--- Selected text Enclosed Below ---

North Haven, CT —Spinal fixation implants can be a real pain in the neck—not just for the patients, but for the surgeons too.
Used to stabilize surgically fused vertebrae, the implants consist of a collection of titanium bone screws and reinforcing rods. When assembling these medical Erector Sets, surgeons once had to twist in as many as two dozen troublesome threaded fasteners. Now, engineers at Tyco Healthcare's Surgical Dynamics subsidiary have developed two threadless fasteners that promise faster, stronger connections between the implant components.
The first of these patent-pending fasteners replaces the set screws that attach the spinal implant's longitudinal rods to bone screws installed in the vertebrae. With a rotating locking cap that engages a slot in the bone screw and a saddle-like base that sits atop the rod, the new fastener combines the best of press fit and threaded connections. "The nice thing about threads is that everybody knows how to use them," notes David Nichols, the company's director of research and development. Like a screw, this new press fit fastener does twist to lock. But it needs far less twisting than ordinary threaded fasteners, thanks to a locking feature machined in the rotating cap. This feature, a helical dovetail that tapers 0.044 inch over a 180°arc, locks with a single 90°turn to create a press fit between the bone screw, the rod, and the locking cap.
The resulting connection offers both holding power and easy installation. According to Dennis Sullivan, engineering project manager, the press fit provides two to three times more resistance to torsional slip than comparable set screws. It also installs with the same relatively low torque (70-90 in-lb) as the threaded fasteners it replaces. Getting the torque right—by optimizing the taper and putting an anodized coating on all mating surfaces—was no trivial matter. As Sullivan explains, too much torque increases the chance of a surgical slip during installation, while too little plays into a medical misconception about fasteners. "A lot of surgeons wrongly believe it's 'easy in, easy out'," he says.
Surgical Dynamics' second fastening innovation can be found on the telescoping cross-connectors that relate to the longitudinal rods like rungs to a ladder. In previous implants, these transverse rods have attached with set screws, while a separate locking screw held the telescoping sections in place. The new connectors do away with both threaded connections. Each cross connector now ends in a set of cam-driven, crescent-shaped jaws that fit over the longitudinal rod. Turning the cam by 90°forces the jaws to come together, grasping the longitudinal rod with about 100 lbs of force. Surgical Dynamics engineers also devised a collet mechanism to lock the telescoping sections in place without a screw.
Threading problems. Developed for the company's new Spiral Radius 90D system, both of the new fasteners address common threading problems. "Threads do a good job in many applications," says Nichols. "But they have fundamental problems in the operating room." For one, the spinal implant needs to be assembled through a rather gory incision. "With all the soft tissue, blood, and other fluids, it can be difficult to catch the first thread," Nichols explains. For another, soft titanium screws installed in this blood-soaked environment can too easily suffer from cross threading. "Without any threads, our fasteners obviously can't cross thread," he says.

--- End of Enclosed Selected text ---
--- Provided information Enclosed Below ---

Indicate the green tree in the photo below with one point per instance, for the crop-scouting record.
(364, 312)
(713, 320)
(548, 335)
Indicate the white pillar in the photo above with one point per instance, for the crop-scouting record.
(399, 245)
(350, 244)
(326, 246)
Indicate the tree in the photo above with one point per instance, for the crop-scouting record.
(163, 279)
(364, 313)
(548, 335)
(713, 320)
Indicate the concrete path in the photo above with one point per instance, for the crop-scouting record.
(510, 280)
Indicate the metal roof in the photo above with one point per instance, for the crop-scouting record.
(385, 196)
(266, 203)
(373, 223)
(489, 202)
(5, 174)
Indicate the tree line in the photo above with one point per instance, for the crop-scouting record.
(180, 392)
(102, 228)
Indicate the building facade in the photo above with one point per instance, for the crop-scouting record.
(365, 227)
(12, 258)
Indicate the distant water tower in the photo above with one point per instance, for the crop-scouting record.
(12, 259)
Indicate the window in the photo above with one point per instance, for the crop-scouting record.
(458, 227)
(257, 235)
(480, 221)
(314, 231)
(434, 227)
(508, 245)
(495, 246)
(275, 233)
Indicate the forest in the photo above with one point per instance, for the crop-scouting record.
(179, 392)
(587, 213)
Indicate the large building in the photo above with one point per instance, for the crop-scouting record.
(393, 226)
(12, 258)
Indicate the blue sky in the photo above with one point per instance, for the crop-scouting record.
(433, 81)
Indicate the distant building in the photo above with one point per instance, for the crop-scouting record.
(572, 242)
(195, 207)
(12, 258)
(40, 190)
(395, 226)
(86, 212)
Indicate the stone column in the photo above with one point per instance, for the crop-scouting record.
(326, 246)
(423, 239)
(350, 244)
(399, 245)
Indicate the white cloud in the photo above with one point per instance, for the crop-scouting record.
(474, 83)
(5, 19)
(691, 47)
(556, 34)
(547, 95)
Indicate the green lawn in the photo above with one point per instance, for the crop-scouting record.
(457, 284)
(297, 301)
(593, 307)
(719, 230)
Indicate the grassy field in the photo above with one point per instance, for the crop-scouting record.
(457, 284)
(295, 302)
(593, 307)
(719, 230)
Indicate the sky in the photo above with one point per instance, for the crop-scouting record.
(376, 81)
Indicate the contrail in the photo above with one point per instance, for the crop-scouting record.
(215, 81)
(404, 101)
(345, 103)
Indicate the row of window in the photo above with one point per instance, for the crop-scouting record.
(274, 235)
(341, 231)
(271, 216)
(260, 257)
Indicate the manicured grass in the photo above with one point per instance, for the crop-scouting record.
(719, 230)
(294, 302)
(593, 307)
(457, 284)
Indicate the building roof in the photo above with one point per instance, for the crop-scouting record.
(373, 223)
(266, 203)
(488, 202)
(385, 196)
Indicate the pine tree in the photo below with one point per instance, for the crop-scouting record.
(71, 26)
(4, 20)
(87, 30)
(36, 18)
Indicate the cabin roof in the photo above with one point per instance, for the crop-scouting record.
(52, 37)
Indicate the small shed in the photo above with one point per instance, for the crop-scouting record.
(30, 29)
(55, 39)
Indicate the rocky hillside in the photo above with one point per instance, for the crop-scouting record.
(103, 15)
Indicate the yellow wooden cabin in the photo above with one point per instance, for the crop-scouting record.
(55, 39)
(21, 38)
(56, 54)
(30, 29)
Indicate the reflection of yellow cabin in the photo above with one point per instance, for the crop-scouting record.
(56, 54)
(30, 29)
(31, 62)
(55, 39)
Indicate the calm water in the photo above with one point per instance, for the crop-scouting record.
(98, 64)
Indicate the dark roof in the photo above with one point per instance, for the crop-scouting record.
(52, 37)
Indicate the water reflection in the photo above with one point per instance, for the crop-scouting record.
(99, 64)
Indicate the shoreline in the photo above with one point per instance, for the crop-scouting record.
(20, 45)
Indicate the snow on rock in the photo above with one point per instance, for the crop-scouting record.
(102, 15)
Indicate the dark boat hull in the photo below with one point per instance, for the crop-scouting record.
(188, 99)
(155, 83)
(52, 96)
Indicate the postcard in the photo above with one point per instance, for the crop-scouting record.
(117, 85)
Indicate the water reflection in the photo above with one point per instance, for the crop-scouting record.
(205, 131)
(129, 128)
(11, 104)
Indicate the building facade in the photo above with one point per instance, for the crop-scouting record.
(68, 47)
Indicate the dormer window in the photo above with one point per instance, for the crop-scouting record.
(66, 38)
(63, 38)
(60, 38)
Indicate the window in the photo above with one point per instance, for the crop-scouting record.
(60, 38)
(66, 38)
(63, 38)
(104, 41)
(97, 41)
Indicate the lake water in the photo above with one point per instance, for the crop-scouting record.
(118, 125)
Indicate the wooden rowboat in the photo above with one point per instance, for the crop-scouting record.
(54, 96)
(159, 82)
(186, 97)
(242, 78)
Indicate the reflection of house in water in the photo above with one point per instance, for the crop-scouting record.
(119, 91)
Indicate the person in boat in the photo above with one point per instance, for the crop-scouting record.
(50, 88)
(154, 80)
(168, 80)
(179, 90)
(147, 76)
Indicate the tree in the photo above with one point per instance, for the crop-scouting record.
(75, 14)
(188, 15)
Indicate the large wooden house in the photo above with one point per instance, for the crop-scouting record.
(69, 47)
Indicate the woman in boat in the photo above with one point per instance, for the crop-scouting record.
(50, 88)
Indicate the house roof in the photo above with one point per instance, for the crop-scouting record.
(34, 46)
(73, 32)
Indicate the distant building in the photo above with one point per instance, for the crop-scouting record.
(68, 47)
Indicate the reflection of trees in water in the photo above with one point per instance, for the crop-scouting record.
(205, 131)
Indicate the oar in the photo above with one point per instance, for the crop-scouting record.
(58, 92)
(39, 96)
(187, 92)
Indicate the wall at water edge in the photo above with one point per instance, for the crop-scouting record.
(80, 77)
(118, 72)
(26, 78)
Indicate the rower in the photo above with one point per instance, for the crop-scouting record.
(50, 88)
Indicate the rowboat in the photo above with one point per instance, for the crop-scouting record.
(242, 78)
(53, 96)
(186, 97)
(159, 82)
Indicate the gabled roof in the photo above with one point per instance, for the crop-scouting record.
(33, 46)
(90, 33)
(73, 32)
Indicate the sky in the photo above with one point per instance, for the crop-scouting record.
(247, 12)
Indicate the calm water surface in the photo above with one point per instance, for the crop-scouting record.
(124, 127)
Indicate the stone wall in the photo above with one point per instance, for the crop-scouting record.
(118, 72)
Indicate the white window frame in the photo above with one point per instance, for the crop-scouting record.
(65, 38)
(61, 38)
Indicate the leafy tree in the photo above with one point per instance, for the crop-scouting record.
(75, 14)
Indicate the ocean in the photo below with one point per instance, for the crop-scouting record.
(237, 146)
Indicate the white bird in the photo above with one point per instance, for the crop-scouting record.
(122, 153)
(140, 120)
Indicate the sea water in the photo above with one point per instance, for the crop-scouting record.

--- End of Enclosed Provided information ---

- [Task description]: Continue the article on threadless fasteners for spinal fixation implants, starting after its final sentence.

- [Answer space]:
And then, there's the problem of inconsistent tightening. Some surgeons take a white knuckle approach and over-tighten while less forceful practitioners may under-tighten. "It's difficult to know just how tight the screw is," Nichols says. The helical-dovetail fastener solves the problem with machined mechanical stops in both the installation tool and in the fastener's locking cap. The fastener also sports a visual indicator: lasermarked alignment lines in the cap and bone screw. Together these features ensure that the surgeon twists no more or no less than the ninety degrees required for a complete lock. The connector rod's cam arrangement, too, inherently eliminates the possibility of over-tightening.
Though the ease-of-use shortcomings of threads don't necessarily compromise patient safety, Nichols notes that they can prolong a patient's time under anesthesia as surgeons fiddle with screws. Each threaded connection requires five or six complete revolutions of the surgeon's "screwdriver," compared with a single 90°turn for the Surgical Dynamics fasteners. From observations in the operating room, Nichols estimates that the new fasteners go in at least ten times faster than a threaded fastener—potentially shaving precious minutes off the surgery time.
Threaded fasteners face a more serious problem in Nichols' view. Given the inherent tolerance-fit limitations of threads, traditional set screws can work their way loose when confronted with continuous micromotion of the spine. The Surgical Dynamics fasteners seem to resist this kind of loosening. In tests conducted for the company, the implant components have shown no loosening after five million motion cycles with loads up to 80 lb. "All threaded fasteners have a propensity to loosen that our fasteners don't have," Nichols concludes.